Referring expression pointing data:
● ● ● ● ●

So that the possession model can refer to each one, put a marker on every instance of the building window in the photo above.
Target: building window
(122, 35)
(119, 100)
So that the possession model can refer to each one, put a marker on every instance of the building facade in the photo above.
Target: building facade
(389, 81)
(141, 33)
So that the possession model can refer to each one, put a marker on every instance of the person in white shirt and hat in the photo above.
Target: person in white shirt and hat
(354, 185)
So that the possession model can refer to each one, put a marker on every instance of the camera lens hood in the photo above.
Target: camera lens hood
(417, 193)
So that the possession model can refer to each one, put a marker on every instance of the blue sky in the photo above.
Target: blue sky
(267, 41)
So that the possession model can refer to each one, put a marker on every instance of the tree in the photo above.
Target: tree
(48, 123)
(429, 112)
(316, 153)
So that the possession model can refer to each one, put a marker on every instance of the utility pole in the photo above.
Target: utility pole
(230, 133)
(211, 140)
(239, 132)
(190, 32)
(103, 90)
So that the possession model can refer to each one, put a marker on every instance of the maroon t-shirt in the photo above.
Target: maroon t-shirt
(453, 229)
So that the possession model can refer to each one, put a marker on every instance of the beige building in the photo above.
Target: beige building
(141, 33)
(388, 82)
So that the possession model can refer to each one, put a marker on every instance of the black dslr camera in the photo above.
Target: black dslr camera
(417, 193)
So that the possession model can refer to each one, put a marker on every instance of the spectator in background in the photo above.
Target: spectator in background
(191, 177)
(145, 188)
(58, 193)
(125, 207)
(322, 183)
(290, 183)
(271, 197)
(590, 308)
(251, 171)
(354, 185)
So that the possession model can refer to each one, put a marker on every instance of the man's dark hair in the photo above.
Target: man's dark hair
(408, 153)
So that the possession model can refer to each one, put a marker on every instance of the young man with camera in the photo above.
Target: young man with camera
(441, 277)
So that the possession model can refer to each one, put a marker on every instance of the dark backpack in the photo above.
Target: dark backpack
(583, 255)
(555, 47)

● ● ● ● ●

Your task is to repeat the data exactly; please include every line.

### [Response below]
So that the possession model can refer to each one, put a marker on every instance of the building window in the photo above.
Target: building window
(122, 35)
(119, 100)
So that the possession model can refer to each one, put a marker on every instance of the building facade in the photo above.
Target: building facade
(389, 81)
(141, 33)
So that the possession model can refer to each one, put a marker on every instance of the person in white shirt and hat in the photo above.
Target: person in white shirt and hat
(354, 185)
So that the possession model can refer to each one, put a marker on every instance of the camera lens hood in the photo above.
Target: camera lens hood
(417, 193)
So that the possession model can refer to each one, put a marker on every instance of the blue sky in the photo above.
Target: blue sky
(267, 41)
So that the possession model can refer to each one, put a marker on every instance of the tree in the photo above.
Target: tree
(48, 123)
(429, 112)
(316, 153)
So that the possession model can refer to each one, put a marker on every instance of the utility pole in the photo above.
Target: utility pole
(230, 133)
(211, 140)
(239, 132)
(190, 32)
(103, 90)
So that the possession model can refer to each one, put a marker on every instance of the maroon t-shirt in the photo above.
Target: maroon t-shirt
(453, 229)
So that the possession model can refer to each one, put a marker on every instance of the beige building in the photo above.
Target: beige building
(141, 33)
(388, 82)
So that the possession model can refer to each one, put a marker on every instance of the black dslr camera in the photo above.
Target: black dslr camera
(417, 193)
So that the possession model can refer to each one, put a marker on every instance of the spectator in background in the photo above.
Target: spectator in background
(191, 177)
(145, 188)
(58, 193)
(125, 207)
(322, 183)
(290, 183)
(271, 197)
(590, 308)
(251, 171)
(354, 185)
So that the possession model can refer to each one, put a marker on every instance of the man's dark hair in the photo above.
Target: man's dark hair
(408, 153)
So that the possession model can refer to each one, put a marker on every instance of the young man with camera in the photo above.
Target: young man with camera
(441, 277)
So that the possession model can refer to each one, put a marker on every instance of the dark backpack in the photo above.
Target: dark backpack
(583, 255)
(555, 47)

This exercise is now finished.